* _EXERCISE_
Write out the stretch from the start of the records through the line containing "(1228, 183)", requests included. Scale every coordinate in the answers by 2.55, rounding to whole numbers with halves going up.

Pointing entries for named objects
■ ■ ■ ■ ■

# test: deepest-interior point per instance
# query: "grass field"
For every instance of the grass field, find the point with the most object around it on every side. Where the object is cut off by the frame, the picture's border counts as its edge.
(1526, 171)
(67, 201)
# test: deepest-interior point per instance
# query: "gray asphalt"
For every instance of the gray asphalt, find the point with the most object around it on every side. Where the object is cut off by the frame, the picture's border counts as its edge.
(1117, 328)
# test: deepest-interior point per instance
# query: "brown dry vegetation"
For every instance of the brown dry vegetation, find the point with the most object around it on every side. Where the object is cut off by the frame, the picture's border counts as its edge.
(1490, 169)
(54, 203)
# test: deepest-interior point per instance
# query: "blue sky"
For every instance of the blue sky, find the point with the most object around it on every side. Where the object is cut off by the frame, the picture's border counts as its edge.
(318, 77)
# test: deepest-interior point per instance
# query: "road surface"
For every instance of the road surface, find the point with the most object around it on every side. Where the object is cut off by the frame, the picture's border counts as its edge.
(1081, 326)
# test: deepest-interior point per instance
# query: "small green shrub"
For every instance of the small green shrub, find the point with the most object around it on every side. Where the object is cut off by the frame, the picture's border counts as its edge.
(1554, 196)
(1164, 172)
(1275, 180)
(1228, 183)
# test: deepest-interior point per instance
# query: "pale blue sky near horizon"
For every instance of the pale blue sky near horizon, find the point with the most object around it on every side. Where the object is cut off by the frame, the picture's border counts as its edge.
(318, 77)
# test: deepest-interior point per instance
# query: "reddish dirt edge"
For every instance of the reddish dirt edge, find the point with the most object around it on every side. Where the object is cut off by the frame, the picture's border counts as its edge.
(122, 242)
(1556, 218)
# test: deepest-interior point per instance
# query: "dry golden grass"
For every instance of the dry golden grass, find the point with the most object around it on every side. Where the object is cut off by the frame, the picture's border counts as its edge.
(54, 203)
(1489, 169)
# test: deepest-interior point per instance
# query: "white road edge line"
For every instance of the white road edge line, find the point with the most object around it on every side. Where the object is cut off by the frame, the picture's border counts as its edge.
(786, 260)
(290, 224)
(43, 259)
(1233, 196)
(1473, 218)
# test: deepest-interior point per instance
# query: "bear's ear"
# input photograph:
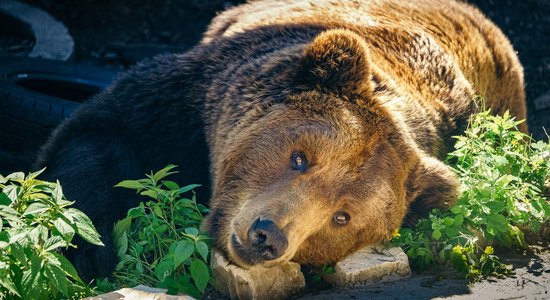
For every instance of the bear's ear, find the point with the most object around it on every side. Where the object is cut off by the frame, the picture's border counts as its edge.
(431, 184)
(338, 61)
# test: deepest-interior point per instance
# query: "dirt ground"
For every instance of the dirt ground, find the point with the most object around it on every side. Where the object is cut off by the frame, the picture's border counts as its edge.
(118, 33)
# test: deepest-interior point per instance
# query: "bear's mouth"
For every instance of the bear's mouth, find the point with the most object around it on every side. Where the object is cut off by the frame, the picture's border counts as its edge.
(245, 255)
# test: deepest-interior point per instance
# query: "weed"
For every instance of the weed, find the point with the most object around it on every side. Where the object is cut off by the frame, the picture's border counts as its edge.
(159, 243)
(503, 174)
(36, 222)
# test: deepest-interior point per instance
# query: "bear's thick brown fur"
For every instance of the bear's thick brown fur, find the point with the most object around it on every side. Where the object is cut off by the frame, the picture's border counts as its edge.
(323, 123)
(371, 92)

■ ■ ■ ■ ■

* _RESULT_
# test: deepest-interior point per instance
# query: "grass field"
For every instance of the grass field, find the point with the most object around it on every side. Where the object is cut off by the frame, the picture's border counts as its edge.
(3891, 436)
(171, 513)
# test: deepest-interior point per instance
# query: "gray asphalt"
For every instance of the gray asphalt, find the point with the most object around it on every side. Where the object is cut off by the frame, the picture's border counts as its edge.
(2848, 836)
# test: deepest-interior point per instance
# query: "brown dry vegetation"
For every instance of the brown dry vegetation, find the point with the most object around it on every side. Where the object is cut off by the frame, the picture's border counts as its edge.
(3800, 431)
(138, 518)
# test: deepest-interior point per instance
# query: "blue sky"
For every instance of the blue sky, find the point with the most object around it on every side. Where the object is cut off by the frame, the picture's border counts as its edge.
(811, 196)
# test: deepest-interior point per instance
# query: "road surface"
For every instance of the road surface, find the point with the most object around it on every side. Where the object is cut off by the frame, the picture's border counts as its edge.
(2757, 831)
# test: deepest-interior point per instance
# query: "small green shrub"
For every instance of the small green shrub, find the point with the most object around it on every side. Where the object is cut off by the frame, the picture's border counts as its edge.
(3963, 500)
(2968, 439)
(3251, 459)
(3131, 467)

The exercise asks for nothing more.